#### Work to complete:
**1.** Return the passage of the C5 collection library post that begins at the words "When I’m not" and stops after the words "C5 Collection Library.", copying it without any change.
**2.** Resume the post about the C5 collection library right after its last sentence, writing on in the same voice.
— start of Page —
When I’m not designing or writing code, I’m usually doing some kind of research. Looking for new gadgets, toys, technologies, groundbreaking research, or following my favorite blogs and podcasts. Because I haven’t been highly focused on any single project lately, I thought I’d share some of the more interesting things I’ve come across.
Peter Sestoft, C5 Generics Collection Library, and YIIHAW
Peter Sestoft is a brilliant professor at the very old (founded 1479) Copenhagen IT University in Denmark, which actually has a student body consisting of a female majority (59%)! I discovered Sestoft’s works while doing research for some new, more powerful collection class I was working on (Tree<T> and Set<T>). He was featured on Channel 9 back in January on a show primarily about the C5 Collection Library.
C5 Generics Collection Library
The C5 Collection Library is an extremely powerful and well-designed library, based on earlier Java and Smalltalk collection library designs, and completely blows away the standard collection classes delivered as part of the .NET Framework. An earlier version was covered well in a Dr. Dobb’s article, but to summarize: C5 is interface-based, provides convenient but hard-to-implement functionality (such as persistent sorted collections and sublist views), provides useful abstractions such as lists, sets, bags, priority queues, double-ended queues, stacks, dictionaries, and optimizes access of these data structures for asymptotic complexity.
Unless you’re an expert—as with encryption—if you find yourself creating your own complex data structures, chances are you’re going to do it wrong. So it’s nice to know that the mathematical experts have taken the time to very carefully design and construct a wide assortment of useful data structures for the rest of us to use, complete with unit tests. And the best part, in the spirit of true science, C5 has a very liberal open source license, so it can be used in open source and commercial software alike. It’s reportedly being used by the military, video game shops, web server software, and more.
— end of Page —
— start of Material provided —
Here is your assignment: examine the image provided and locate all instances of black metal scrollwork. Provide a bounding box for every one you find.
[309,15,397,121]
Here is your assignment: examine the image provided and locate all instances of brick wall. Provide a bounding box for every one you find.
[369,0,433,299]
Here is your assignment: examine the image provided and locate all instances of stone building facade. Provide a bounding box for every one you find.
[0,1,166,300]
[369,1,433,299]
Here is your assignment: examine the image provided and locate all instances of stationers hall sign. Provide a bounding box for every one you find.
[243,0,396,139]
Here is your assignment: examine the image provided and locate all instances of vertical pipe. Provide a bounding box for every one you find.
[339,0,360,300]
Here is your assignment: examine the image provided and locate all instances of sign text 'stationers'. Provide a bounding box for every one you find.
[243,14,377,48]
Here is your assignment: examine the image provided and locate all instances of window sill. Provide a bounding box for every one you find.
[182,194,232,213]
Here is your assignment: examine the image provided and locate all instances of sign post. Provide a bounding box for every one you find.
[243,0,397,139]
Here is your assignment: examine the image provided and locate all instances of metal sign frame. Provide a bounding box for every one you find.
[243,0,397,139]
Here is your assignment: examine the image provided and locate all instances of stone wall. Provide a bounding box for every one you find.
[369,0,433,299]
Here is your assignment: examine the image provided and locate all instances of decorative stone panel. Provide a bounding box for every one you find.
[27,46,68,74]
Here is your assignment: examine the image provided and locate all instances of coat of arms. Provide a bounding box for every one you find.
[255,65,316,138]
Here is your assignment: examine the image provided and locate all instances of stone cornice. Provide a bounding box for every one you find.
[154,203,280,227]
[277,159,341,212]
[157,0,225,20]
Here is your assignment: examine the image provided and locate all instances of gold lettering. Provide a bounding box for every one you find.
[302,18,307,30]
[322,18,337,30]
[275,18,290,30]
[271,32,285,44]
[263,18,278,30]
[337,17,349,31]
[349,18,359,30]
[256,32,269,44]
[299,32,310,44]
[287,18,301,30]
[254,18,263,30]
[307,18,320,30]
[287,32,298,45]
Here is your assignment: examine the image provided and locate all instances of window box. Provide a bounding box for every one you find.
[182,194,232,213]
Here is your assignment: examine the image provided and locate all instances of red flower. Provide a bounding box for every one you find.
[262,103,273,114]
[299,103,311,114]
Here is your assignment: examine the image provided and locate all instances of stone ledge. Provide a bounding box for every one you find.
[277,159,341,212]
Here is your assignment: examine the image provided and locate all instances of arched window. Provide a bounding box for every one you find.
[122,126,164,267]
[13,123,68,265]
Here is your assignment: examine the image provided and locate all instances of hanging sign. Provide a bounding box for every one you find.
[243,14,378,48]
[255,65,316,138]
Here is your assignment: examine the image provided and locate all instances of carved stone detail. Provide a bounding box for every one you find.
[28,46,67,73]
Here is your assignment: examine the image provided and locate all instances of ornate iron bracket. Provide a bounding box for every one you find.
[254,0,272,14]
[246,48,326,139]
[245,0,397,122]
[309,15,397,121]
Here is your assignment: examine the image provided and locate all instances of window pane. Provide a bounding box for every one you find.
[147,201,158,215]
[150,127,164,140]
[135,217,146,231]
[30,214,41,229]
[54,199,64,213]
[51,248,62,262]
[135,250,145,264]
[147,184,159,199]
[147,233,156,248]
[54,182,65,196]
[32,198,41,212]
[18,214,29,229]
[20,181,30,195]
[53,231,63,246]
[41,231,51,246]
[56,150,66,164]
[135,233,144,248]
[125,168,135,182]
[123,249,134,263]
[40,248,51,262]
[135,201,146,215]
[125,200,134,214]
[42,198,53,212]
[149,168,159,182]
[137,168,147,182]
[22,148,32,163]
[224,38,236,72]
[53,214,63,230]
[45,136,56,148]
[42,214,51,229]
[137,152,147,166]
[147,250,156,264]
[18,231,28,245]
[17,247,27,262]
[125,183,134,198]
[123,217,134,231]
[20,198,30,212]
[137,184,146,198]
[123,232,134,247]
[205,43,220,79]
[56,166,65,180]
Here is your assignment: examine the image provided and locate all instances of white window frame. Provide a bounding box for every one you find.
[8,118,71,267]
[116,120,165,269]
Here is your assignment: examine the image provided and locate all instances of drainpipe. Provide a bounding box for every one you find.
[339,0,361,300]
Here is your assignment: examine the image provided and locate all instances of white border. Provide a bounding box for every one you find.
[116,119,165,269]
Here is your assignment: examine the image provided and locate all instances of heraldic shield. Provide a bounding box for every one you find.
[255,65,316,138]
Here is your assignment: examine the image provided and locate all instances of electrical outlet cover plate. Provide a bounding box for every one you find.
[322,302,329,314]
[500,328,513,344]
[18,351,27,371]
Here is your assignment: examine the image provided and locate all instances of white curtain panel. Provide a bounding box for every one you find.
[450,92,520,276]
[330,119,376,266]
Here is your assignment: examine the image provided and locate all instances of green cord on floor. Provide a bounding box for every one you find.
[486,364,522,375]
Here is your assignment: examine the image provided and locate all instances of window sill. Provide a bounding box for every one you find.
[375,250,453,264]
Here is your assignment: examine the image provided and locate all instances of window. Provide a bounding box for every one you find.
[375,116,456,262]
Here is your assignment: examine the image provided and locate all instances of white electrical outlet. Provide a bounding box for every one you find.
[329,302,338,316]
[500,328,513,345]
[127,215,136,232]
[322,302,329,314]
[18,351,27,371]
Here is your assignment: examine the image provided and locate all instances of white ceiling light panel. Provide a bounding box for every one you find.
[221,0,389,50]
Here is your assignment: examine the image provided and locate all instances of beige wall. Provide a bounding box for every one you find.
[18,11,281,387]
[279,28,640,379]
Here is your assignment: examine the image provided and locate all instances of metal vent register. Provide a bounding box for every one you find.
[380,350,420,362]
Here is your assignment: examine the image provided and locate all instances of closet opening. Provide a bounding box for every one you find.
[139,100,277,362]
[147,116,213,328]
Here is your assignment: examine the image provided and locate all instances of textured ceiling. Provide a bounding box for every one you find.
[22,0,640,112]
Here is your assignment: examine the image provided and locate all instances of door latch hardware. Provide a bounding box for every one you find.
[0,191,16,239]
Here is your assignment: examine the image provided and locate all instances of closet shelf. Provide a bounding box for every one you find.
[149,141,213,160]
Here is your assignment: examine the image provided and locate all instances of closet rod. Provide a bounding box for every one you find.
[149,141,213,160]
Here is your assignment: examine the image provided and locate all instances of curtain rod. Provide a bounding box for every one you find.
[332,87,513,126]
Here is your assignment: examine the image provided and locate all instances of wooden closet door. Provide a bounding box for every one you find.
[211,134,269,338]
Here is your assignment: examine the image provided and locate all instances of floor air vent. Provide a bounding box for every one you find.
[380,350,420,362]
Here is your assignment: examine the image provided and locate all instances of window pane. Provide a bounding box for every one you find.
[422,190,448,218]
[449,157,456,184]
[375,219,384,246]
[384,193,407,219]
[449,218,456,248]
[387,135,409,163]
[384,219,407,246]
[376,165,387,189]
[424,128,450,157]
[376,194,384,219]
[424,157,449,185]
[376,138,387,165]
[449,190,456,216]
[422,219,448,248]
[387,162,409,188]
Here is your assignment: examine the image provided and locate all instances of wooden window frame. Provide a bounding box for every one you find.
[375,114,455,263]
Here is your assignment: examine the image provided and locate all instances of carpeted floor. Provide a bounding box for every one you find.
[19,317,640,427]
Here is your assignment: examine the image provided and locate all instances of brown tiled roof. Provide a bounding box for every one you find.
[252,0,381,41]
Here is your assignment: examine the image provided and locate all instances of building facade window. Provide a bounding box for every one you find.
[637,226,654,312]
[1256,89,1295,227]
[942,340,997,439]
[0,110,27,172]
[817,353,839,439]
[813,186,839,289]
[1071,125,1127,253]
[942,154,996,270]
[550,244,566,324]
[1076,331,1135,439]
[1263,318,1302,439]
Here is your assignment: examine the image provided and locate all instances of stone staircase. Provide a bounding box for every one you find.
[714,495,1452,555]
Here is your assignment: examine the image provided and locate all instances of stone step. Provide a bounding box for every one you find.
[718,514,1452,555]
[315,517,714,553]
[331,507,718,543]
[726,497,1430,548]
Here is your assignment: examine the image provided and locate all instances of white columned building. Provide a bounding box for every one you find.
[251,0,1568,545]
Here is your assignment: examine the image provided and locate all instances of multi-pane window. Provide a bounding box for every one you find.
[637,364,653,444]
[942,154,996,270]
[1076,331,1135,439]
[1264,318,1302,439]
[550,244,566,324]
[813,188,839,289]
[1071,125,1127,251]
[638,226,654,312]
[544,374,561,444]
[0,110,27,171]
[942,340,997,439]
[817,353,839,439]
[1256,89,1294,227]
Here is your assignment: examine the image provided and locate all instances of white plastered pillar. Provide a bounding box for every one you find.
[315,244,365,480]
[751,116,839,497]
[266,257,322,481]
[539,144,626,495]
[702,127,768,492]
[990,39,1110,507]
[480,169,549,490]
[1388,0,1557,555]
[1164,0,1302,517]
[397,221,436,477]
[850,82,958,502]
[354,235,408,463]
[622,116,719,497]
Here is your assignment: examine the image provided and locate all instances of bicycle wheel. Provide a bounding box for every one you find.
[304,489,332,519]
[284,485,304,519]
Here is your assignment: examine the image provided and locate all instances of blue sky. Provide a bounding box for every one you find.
— end of Material provided —
#### Answers by task:
**1.**
When I’m not designing or writing code, I’m usually doing some kind of research. Looking for new gadgets, toys, technologies, groundbreaking research, or following my favorite blogs and podcasts. Because I haven’t been highly focused on any single project lately, I thought I’d share some of the more interesting things I’ve come across.
Peter Sestoft, C5 Generics Collection Library, and YIIHAW
Peter Sestoft is a brilliant professor at the very old (founded 1479) Copenhagen IT University in Denmark, which actually has a student body consisting of a female majority (59%)! I discovered Sestoft’s works while doing research for some new, more powerful collection class I was working on (Tree<T> and Set<T>). He was featured on Channel 9 back in January on a show primarily about the C5 Collection Library.

**2.**
Sestoft and his colleagues have the excellent habit of providing copious documentation: a book’s worth, in fact! It can be found online here.
I think it’s an excellent candidate for being included in the .NET Framework itself, and I highly recommend that you check it out the next time you need a fancy data structure and are tempted to write it yourself, and to consider for optimizing performance of existing code that relies heavily on data structures (which is almost everywhere).
Getting the fundamentals right is probably the hardest thing to do. It’s easy (and tempting) to build as tall as we can, but getting a firm foundation in place is much more important. That’s why the C5 Collections Library is so amazing. So what are you waiting for? Go download it!
YIIHAW Is an Intelligent and High-performing Aspect Weaver
What really gets me excited is Sestoft’s YIIHAW, a high-performance static aspect weaver for .NET.
Aspect Oriented Programming (AOP) is a paradigm for addressing cross-cutting concerns in software. That is, logic that operates orthogonally to business logic, such as logging, security, configuration, and more. There are a number of open source aspect weavers available today, and they generally fall into two camps: static or compile-time weavers, and dynamic or runtime weavers.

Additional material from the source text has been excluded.